Recorded information section start

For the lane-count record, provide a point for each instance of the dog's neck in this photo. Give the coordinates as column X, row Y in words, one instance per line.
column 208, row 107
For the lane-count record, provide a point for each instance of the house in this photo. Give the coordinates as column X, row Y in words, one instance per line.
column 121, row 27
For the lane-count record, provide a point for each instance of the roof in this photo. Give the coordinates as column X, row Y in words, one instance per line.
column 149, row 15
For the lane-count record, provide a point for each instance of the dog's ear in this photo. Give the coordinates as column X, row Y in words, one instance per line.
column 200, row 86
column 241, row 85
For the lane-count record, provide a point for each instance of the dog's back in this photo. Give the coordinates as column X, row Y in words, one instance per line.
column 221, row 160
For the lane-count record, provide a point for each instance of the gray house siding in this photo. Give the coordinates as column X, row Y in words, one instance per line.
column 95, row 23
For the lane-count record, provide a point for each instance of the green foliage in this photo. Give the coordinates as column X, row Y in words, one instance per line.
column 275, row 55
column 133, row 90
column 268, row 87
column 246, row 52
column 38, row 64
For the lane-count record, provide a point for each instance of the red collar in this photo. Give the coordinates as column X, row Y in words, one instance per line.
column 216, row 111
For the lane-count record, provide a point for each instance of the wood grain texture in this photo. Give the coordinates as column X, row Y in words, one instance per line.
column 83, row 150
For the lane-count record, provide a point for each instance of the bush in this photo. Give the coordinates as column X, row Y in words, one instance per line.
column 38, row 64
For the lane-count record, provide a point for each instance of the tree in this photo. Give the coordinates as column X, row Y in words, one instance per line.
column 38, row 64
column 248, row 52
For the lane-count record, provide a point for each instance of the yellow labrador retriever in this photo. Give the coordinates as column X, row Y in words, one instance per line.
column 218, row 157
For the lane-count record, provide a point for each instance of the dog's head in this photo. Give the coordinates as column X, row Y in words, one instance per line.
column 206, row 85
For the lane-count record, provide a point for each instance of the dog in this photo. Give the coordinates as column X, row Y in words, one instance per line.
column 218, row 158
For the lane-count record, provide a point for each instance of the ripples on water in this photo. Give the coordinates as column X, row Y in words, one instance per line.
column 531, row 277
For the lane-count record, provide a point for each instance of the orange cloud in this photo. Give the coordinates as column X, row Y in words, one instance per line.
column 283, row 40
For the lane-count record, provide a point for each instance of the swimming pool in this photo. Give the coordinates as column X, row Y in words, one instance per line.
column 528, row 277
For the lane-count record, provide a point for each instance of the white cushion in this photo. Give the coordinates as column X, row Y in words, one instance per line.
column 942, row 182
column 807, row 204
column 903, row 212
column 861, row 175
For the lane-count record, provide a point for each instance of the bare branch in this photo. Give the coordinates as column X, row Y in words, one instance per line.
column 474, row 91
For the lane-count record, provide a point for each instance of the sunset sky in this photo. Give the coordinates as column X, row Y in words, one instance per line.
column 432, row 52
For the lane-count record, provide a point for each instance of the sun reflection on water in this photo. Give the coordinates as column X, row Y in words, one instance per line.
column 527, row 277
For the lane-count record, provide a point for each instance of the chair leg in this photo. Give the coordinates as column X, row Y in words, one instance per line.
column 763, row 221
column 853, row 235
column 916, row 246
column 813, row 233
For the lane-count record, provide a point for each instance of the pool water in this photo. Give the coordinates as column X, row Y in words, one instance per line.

Recorded information section end

Task to complete
Write the material out once more, exactly.

Worked solution
For the lane-count record, provide a point for each instance of the dog's neck in this photo. Give the coordinates as column X, row Y in words, one instance per line.
column 208, row 107
For the lane-count record, provide a point for each instance of the house in this photo. Give the coordinates as column X, row Y in words, one instance per line.
column 121, row 27
For the lane-count record, provide a point for each instance of the roof in this photo. Give the coordinates as column X, row Y in words, one instance per line.
column 149, row 15
For the lane-count record, provide a point for each instance of the dog's ear in this photo. Give the coordinates as column X, row Y in words, one instance per line.
column 200, row 86
column 241, row 85
For the lane-count record, provide a point for each instance of the dog's back in this photo. Give the coordinates as column X, row Y in words, one instance per line.
column 221, row 160
For the lane-count record, provide a point for each instance of the gray house siding in this photo. Give the coordinates as column X, row Y in words, one instance per line.
column 95, row 23
For the lane-count record, provide a point for each instance of the green foliage in this photo. Give the coordinates as column X, row Y in words, one instance per line.
column 275, row 55
column 133, row 90
column 268, row 87
column 246, row 52
column 38, row 64
For the lane-count record, provide a point for each instance of the red collar in this photo. Give the coordinates as column X, row Y in words, one instance per line.
column 216, row 111
For the lane-count record, provide a point for each instance of the wood grain texture in this photo. Give the coordinates as column X, row Y in words, one instance per line.
column 83, row 150
For the lane-count record, provide a point for each instance of the bush in this photo. Give the coordinates as column X, row Y in words, one instance per line.
column 38, row 64
For the lane-count record, provide a point for each instance of the tree in this photo. Give the coordinates as column X, row Y in words, one instance per line.
column 38, row 64
column 248, row 52
For the lane-count record, provide a point for each instance of the yellow labrador retriever in this photo. Give the coordinates as column X, row Y in words, one instance per line.
column 218, row 157
For the lane-count record, provide a point for each instance of the dog's head in this photo. Give the coordinates as column X, row Y in words, one instance per line.
column 206, row 85
For the lane-count record, provide a point for each instance of the dog in this photo. Give the coordinates as column X, row Y in words, one instance per line.
column 218, row 158
For the lane-count record, provide a point for each instance of the ripples on water in this photo. Give the coordinates as column X, row Y in words, one instance per line.
column 531, row 277
For the lane-count record, provide a point for each instance of the orange cloud in this photo. Give the coordinates as column X, row Y in words, one instance per line.
column 283, row 40
For the lane-count record, provide a point for each instance of the swimming pool in this photo. Give the coordinates as column X, row Y in words, one instance per line.
column 528, row 277
For the lane-count record, provide a point for each instance of the white cushion in this photo. Give the coordinates as column X, row Y in words, one instance per line.
column 942, row 182
column 807, row 204
column 903, row 212
column 861, row 175
For the lane-count record, provide a point for each instance of the bare branch in this photo. Give the coordinates as column X, row Y in words, one instance per line.
column 474, row 91
For the lane-count record, provide a point for each instance of the sunset sky in this photo. Give the coordinates as column X, row Y in words, one instance per line.
column 432, row 52
For the lane-count record, provide a point for each instance of the sun reflection on water in this photo. Give the coordinates as column X, row Y in words, one instance per line.
column 527, row 277
For the lane-count record, provide a point for each instance of the chair leg in this photo. Give the coordinates as column X, row Y in words, one instance per line.
column 763, row 221
column 853, row 235
column 916, row 246
column 813, row 233
For the lane-count record, provide a point for each instance of the pool water in this photo. Give the coordinates as column X, row Y in words, one instance per line.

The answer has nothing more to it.